---------- Material provided

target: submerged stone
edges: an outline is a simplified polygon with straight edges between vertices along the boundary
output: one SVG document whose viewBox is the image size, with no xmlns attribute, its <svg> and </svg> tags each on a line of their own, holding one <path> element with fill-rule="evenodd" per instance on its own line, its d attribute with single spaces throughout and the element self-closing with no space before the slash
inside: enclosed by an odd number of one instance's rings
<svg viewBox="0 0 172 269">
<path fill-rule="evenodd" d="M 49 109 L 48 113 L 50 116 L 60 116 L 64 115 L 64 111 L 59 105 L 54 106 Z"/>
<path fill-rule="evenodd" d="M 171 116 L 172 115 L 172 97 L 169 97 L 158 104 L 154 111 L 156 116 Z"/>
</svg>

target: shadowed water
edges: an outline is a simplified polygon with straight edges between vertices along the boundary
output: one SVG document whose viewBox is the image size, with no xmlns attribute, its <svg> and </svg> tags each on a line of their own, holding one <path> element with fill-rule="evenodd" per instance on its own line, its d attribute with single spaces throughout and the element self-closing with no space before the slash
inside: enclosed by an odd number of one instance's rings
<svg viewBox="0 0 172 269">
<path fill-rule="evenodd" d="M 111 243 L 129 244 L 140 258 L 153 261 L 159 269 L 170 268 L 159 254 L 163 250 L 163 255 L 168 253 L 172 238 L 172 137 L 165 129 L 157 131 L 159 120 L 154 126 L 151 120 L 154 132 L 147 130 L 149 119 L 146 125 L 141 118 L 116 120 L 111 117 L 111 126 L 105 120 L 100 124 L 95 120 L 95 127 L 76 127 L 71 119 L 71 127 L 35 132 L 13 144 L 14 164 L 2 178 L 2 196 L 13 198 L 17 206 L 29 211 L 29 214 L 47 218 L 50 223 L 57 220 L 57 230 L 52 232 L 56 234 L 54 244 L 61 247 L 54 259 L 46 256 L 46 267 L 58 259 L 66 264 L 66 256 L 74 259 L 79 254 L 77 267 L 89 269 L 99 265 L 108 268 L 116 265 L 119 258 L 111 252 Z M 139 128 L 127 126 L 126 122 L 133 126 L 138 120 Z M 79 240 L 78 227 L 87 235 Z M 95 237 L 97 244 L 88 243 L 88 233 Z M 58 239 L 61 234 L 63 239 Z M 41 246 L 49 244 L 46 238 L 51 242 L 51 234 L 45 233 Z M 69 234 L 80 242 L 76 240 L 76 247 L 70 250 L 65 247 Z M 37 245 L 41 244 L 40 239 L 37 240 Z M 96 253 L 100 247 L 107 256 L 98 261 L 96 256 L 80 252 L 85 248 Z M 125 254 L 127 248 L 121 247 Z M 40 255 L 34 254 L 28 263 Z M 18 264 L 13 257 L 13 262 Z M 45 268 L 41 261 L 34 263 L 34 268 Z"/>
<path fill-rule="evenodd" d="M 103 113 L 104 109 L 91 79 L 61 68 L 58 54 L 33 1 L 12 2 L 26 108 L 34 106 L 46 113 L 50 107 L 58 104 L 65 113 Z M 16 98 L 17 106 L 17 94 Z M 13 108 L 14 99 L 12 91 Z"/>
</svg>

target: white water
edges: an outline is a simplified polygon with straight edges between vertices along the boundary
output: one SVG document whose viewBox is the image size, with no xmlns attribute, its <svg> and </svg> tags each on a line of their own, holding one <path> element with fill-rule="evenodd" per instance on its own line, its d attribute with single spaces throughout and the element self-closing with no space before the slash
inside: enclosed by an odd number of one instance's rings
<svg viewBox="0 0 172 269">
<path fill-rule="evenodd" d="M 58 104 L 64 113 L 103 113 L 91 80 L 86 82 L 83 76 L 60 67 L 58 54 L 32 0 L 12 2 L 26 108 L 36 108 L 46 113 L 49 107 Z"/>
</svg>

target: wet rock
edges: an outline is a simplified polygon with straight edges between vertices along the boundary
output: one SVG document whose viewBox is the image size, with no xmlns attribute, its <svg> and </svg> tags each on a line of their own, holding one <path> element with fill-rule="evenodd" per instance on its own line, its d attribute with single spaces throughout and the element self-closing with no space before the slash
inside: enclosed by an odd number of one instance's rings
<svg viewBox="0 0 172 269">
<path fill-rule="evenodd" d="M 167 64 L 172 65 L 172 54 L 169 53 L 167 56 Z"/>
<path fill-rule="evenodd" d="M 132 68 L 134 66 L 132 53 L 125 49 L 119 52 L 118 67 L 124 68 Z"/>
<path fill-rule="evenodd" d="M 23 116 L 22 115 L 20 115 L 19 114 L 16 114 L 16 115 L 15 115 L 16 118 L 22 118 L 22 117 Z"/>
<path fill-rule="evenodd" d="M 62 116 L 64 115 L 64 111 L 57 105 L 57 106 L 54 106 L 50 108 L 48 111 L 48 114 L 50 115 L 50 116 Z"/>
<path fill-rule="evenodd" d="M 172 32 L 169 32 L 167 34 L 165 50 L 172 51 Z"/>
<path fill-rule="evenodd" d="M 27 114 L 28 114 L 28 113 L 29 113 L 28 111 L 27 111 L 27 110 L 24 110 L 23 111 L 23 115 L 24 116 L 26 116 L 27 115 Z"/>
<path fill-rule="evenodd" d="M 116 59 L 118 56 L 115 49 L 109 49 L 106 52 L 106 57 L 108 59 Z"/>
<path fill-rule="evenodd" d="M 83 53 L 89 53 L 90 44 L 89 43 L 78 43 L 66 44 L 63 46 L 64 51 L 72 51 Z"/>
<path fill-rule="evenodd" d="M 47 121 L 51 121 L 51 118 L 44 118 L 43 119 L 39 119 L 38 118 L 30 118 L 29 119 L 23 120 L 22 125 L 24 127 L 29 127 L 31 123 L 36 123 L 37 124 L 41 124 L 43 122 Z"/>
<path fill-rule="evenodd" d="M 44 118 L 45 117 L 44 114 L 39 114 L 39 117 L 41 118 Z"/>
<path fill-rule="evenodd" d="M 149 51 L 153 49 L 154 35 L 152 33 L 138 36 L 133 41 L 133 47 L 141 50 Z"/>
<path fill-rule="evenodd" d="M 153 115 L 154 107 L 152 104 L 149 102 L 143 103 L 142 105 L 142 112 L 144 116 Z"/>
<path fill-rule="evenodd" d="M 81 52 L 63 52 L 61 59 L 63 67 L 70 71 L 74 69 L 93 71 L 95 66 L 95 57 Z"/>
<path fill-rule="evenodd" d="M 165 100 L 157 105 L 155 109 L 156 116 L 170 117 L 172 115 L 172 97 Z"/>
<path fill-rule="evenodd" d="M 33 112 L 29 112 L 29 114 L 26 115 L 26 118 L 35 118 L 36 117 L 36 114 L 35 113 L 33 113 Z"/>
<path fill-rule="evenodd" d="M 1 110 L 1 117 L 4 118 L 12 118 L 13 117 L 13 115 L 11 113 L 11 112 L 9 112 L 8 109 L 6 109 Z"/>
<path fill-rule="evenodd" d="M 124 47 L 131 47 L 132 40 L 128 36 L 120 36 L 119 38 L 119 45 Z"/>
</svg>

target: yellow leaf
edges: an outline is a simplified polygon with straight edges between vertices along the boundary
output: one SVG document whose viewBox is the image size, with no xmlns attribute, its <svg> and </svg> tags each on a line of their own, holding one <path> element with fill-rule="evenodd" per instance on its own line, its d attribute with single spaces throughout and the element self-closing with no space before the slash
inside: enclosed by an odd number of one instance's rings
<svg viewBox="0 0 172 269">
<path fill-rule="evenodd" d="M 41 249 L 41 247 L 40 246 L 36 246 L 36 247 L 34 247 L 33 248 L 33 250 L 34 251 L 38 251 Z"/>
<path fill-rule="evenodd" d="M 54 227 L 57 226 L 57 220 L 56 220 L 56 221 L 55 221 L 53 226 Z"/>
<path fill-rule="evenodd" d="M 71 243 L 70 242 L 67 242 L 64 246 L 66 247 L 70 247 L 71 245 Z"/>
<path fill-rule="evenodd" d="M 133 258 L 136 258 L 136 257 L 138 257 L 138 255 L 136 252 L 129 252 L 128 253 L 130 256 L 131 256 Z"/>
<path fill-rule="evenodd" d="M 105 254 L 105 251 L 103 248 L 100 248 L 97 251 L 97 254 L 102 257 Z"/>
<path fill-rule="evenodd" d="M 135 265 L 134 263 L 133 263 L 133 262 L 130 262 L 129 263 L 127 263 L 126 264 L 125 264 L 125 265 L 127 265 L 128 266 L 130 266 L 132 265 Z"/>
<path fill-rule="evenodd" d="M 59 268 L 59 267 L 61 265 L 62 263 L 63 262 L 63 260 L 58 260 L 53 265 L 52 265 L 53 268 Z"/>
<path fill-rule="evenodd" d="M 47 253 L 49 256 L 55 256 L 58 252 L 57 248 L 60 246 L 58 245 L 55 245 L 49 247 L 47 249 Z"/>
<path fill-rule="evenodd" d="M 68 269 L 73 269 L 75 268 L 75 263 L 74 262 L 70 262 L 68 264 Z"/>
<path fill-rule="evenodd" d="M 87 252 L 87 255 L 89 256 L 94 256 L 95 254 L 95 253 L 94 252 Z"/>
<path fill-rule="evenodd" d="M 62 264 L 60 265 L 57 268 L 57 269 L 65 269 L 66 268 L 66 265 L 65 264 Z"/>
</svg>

--------------------

### Short problem
Keep only the lines of the items above that contain the word "target", copying each one in full and in its original order.

### Written answer
target: submerged stone
target: shadowed water
target: white water
target: wet rock
target: yellow leaf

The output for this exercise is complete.